### TASK STATEMENT
Convert the records below into a numbered list with no blank lines, and leave the pictures out.

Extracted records
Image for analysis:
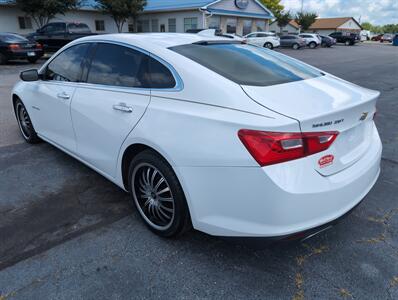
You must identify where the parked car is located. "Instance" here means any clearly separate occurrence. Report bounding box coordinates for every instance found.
[329,31,360,46]
[280,35,306,50]
[0,32,43,64]
[243,32,281,49]
[299,33,321,49]
[320,35,336,47]
[27,22,95,52]
[12,33,382,239]
[370,34,383,42]
[380,33,394,43]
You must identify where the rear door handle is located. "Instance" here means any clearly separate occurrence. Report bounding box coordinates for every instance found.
[57,92,70,100]
[112,103,133,113]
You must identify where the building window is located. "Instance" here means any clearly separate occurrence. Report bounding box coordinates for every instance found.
[243,20,253,35]
[208,16,221,29]
[256,21,265,31]
[95,20,105,31]
[169,19,177,32]
[18,17,32,29]
[137,20,149,32]
[227,18,237,33]
[151,19,159,32]
[184,18,198,32]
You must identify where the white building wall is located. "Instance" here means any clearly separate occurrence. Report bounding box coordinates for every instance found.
[51,10,128,33]
[269,22,298,34]
[0,6,128,35]
[138,10,204,33]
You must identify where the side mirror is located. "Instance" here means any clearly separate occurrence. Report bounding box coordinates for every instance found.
[19,69,39,81]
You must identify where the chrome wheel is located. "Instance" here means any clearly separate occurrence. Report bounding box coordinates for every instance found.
[131,163,175,230]
[16,103,32,140]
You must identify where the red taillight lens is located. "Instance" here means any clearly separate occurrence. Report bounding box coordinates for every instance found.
[8,44,21,51]
[238,129,338,166]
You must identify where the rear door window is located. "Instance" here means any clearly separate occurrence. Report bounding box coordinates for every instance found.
[148,57,176,89]
[170,43,322,86]
[45,44,90,82]
[87,43,150,88]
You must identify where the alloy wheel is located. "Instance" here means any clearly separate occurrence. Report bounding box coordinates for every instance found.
[132,163,175,230]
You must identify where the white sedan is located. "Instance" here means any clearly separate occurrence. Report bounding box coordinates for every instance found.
[12,33,382,238]
[243,32,281,49]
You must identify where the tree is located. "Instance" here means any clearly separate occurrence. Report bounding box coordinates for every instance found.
[13,0,80,27]
[275,11,292,33]
[97,0,146,32]
[295,12,318,31]
[260,0,285,17]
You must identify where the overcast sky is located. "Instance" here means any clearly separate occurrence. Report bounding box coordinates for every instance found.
[282,0,398,25]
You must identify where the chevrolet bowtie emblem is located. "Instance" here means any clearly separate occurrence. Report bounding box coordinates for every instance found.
[359,112,368,121]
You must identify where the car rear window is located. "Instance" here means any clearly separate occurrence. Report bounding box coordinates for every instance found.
[170,43,322,86]
[68,23,91,33]
[0,33,28,43]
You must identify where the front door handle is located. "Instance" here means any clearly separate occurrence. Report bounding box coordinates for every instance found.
[112,103,133,113]
[57,92,70,100]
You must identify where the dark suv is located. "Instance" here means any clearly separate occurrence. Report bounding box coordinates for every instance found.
[27,22,95,52]
[329,31,361,46]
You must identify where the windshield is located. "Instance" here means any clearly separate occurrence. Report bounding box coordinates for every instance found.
[170,43,322,86]
[0,33,28,43]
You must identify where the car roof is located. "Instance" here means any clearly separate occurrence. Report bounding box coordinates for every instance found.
[76,32,232,48]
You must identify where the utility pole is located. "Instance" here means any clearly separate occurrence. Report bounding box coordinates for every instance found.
[299,0,304,34]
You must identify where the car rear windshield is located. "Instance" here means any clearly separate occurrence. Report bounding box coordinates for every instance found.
[170,43,322,86]
[0,33,28,43]
[68,23,91,33]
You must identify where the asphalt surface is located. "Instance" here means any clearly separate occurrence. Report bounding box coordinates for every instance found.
[0,44,398,300]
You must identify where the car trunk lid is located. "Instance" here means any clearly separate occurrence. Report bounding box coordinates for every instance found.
[242,75,379,176]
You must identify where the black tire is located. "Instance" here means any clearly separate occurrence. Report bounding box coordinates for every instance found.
[264,42,274,50]
[129,150,192,237]
[14,99,41,144]
[28,57,38,64]
[0,53,7,65]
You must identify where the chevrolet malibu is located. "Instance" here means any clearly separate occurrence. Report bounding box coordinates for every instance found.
[12,33,382,238]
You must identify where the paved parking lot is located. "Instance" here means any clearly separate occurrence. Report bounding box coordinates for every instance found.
[0,44,398,300]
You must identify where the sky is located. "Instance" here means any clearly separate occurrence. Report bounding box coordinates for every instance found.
[281,0,398,25]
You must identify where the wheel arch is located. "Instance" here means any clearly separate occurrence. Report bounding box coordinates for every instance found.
[119,141,182,191]
[119,141,192,226]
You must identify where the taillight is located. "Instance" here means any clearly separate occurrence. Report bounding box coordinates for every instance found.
[8,44,21,51]
[238,129,339,167]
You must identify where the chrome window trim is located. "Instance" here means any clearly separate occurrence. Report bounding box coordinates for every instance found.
[39,39,184,92]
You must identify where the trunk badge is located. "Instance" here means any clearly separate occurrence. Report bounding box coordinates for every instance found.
[318,154,334,168]
[359,112,368,121]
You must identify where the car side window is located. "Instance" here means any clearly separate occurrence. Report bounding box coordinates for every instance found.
[45,44,90,82]
[148,57,176,89]
[87,43,150,88]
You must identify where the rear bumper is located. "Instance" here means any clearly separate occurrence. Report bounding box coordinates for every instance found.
[177,126,382,238]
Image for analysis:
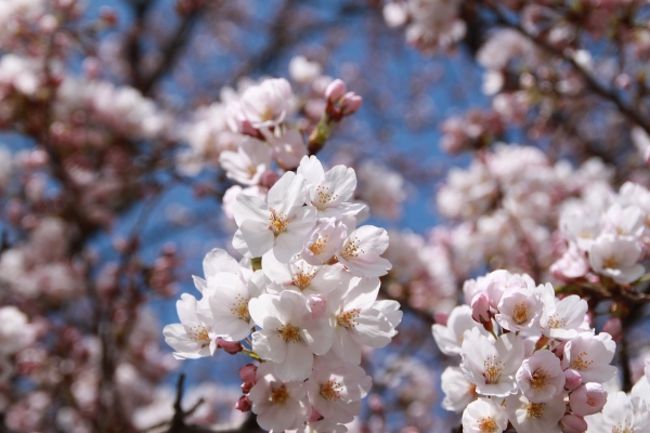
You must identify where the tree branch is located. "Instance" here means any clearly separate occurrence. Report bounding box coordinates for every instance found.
[484,1,650,134]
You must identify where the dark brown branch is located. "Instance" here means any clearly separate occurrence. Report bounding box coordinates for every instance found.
[135,2,207,95]
[161,374,263,433]
[482,1,650,134]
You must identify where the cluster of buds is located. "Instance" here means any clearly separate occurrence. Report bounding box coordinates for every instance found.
[164,156,402,432]
[432,270,616,433]
[181,69,362,174]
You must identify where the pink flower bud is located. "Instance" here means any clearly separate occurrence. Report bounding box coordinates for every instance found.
[569,382,607,416]
[603,317,623,341]
[217,337,242,355]
[341,92,363,116]
[239,364,257,385]
[240,382,255,394]
[472,292,490,323]
[235,395,253,412]
[564,368,582,391]
[308,407,323,422]
[560,414,587,433]
[325,78,348,103]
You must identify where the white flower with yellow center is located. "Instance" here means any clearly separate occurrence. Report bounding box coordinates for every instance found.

### FINAL RESULT
1. Image for analysis:
2. You must identify where the parked car is located. "Instance" here means any clearly separate occurrence. Report bounding box coordinates for every instance found.
3. [329,31,360,46]
4. [280,35,306,50]
5. [0,32,43,64]
6. [243,32,281,49]
7. [299,33,321,49]
8. [320,35,336,47]
9. [27,22,95,52]
10. [12,33,382,239]
11. [370,34,383,42]
12. [380,33,394,43]
13. You must identify where the rear door handle is located. "Instance" here means any clearly separate occurrence. Report bounding box coordinates for every instance found.
14. [57,92,70,100]
15. [112,103,133,113]
16. You must identify where the building window is located. "Instance" here means any clearly separate occurrence. Report bounding box coordinates for every instance found.
17. [243,20,253,35]
18. [208,16,221,29]
19. [256,21,265,31]
20. [95,20,105,31]
21. [169,19,177,32]
22. [18,17,32,29]
23. [137,20,149,32]
24. [227,18,237,33]
25. [151,19,159,32]
26. [184,18,198,32]
27. You must identify where the white building wall is located. "Instance" here means any clearly separate occurrence. Report bounding box coordinates for every instance found.
28. [51,10,128,33]
29. [269,22,298,34]
30. [0,6,128,35]
31. [138,10,204,33]
32. You must identify where the side mirror is located. "Instance" here means any clearly separate occurrence. Report bounding box coordinates for every instance found.
33. [19,69,39,81]
34. You must identify where the chrome wheel is located. "Instance" here means any clearly separate occurrence. Report bounding box coordinates for every instance found.
35. [131,163,175,230]
36. [16,103,32,140]
37. You must identify where the red taillight lens is located. "Instance" here means any clearly separate occurrence. Report bounding box coordinates for every instance found.
38. [8,44,21,51]
39. [238,129,338,166]
40. You must identify where the rear door window is located. "Instance" here means any clearly separate occurrence. Report bounding box coordinates for every instance found.
41. [148,57,176,89]
42. [170,43,322,86]
43. [45,44,90,82]
44. [87,43,150,88]
45. You must identify where the alloy wheel is located. "Instance" here means any clearly separate occurrence. Report bounding box coordinates for every instance found.
46. [132,163,175,230]
47. You must identify where the white sedan is located. "Instance" here means any clearly separate occurrence. Report bounding box coordinates for every instance found.
48. [12,33,382,238]
49. [243,32,281,49]
50. You must identify where the tree is located. "Instance" here means any clearly separate occurrence. Report bounding box coordinates for every instance found.
51. [13,0,80,27]
52. [275,11,292,33]
53. [97,0,146,32]
54. [295,12,318,31]
55. [260,0,285,17]
56. You must identify where the overcast sky is located. "Instance" here means any clearly separate occurrence. Report bounding box coordinates for every instance found.
57. [282,0,398,25]
58. You must identify where the chevrolet bowtie emblem is located. "Instance" here means any clearly separate occurrence. Report bounding box coordinates for every instance found.
59. [359,112,368,121]
60. You must identify where the car rear window is located. "Instance" here means any clearly separate occurrence. Report bounding box coordinates for every instance found.
61. [170,43,322,86]
62. [68,23,91,33]
63. [0,33,28,43]
64. You must identify where the front door handle is located. "Instance" here means any clearly separate occurrence. Report bounding box coordinates for every instance found.
65. [112,103,133,113]
66. [57,92,70,100]
67. You must identify where the dark suv is located. "Instance" here means any clearly separate occurrence. Report bounding box coordinates for every instance found.
68. [27,22,95,52]
69. [329,31,361,46]
70. You must identify where the windshield is located. "Instance" here means any clearly separate occurrence. Report bounding box coordinates for every instance found.
71. [170,43,322,86]
72. [0,33,28,43]
73. You must identify where the car roof is located. "Instance" here means any clearly separate occurrence. Report bounding box coordinates for every instance found.
74. [76,32,232,48]
75. You must identify where the utility pole is located. "Instance" here means any clearly separate occurrence. Report bounding box coordinates for every instance found.
76. [299,0,304,34]
77. You must identify where the car rear windshield is located. "Instance" here means any clearly separate occurrence. Report bounding box coordinates for every instance found.
78. [170,43,322,86]
79. [0,33,28,43]
80. [68,23,91,33]
81. You must identify where the asphalt surface is located. "Instance" here means any clearly separate occurrence. Report bounding box coordinates for every instance found.
82. [0,44,398,300]
83. You must identify where the car trunk lid is located. "Instance" here means any clearly separate occurrence. Report bounding box coordinates for every instance found.
84. [242,75,379,176]
85. You must identify where the black tire is located. "Instance" here means any clearly separate occurrence. Report bounding box coordinates for every instance found.
86. [264,42,274,50]
87. [129,150,192,237]
88. [14,99,41,144]
89. [28,57,38,64]
90. [0,53,7,65]
91. You must identify where the chevrolet malibu is located. "Instance" here means any clearly separate occurrence. Report bounding box coordinates for every instance found.
92. [12,33,382,238]
93. You must identify where the paved parking lot is located. "Instance" here means any clearly separate occurrence. Report bounding box coordinates for every instance found.
94. [0,44,398,300]
95. You must identify where the sky is located. "Instance" here means any clearly separate occurrence. Report bounding box coordinates for every instance found.
96. [281,0,398,25]
97. You must identify where the wheel arch is located. "Instance" here means any clearly separate occurrence. Report bounding box coordinates for every instance found.
98. [119,141,182,191]
99. [119,141,192,226]
100. You must identify where the taillight is located. "Instance" here means any clearly separate occurrence. Report bounding box coordinates for every instance found.
101. [8,44,21,51]
102. [238,129,339,167]
103. You must identify where the chrome window trim is located. "Instance" here means any clearly separate occurrence. Report bounding box coordinates for every instance found.
104. [39,39,184,92]
105. You must identify where the trunk badge is located. "Instance" here means any clearly separate occurrence. Report bounding box coordinates for every instance found.
106. [318,154,334,168]
107. [359,112,368,121]
108. You must identify where the car side window is located. "Instance" here means any clearly separate occurrence. Report bounding box coordinates for every instance found.
109. [45,44,90,82]
110. [148,57,176,89]
111. [87,43,150,88]
112. You must identify where the rear bumper is located. "Instance" here means any clearly separate occurrence. Report bounding box coordinates for every instance found.
113. [177,126,382,238]
114. Image for analysis:
115. You must identify where the tree branch is located. "Instance" here means any clearly separate occurrence. Report bounding box coordinates for every instance found.
116. [484,1,650,134]
117. You must identify where the dark brown branch is located. "Instance" here means any clearly separate occurrence. Report bounding box coordinates for every instance found.
118. [135,2,207,95]
119. [161,374,263,433]
120. [482,1,650,134]
121. You must identify where the cluster of buds is located. "Instance" here means any clearly separate occurrence. Report bounding box coordinates for every instance found.
122. [164,156,402,432]
123. [432,270,616,433]
124. [181,69,362,174]
125. You must identify where the pink flower bud is located. "Instance" here means any clearly separate occurrence. Report bounding box coordinates for every instance found.
126. [569,382,607,416]
127. [603,317,623,341]
128. [217,337,242,355]
129. [341,92,363,116]
130. [239,364,257,385]
131. [240,382,255,394]
132. [472,292,490,323]
133. [235,395,253,412]
134. [564,368,582,391]
135. [308,407,323,422]
136. [560,414,587,433]
137. [325,78,348,103]
138. You must identify where the white flower with yellow center is located. "Instance" here means any clearly separate occurrence. Report bounding box coordinates for every instance found.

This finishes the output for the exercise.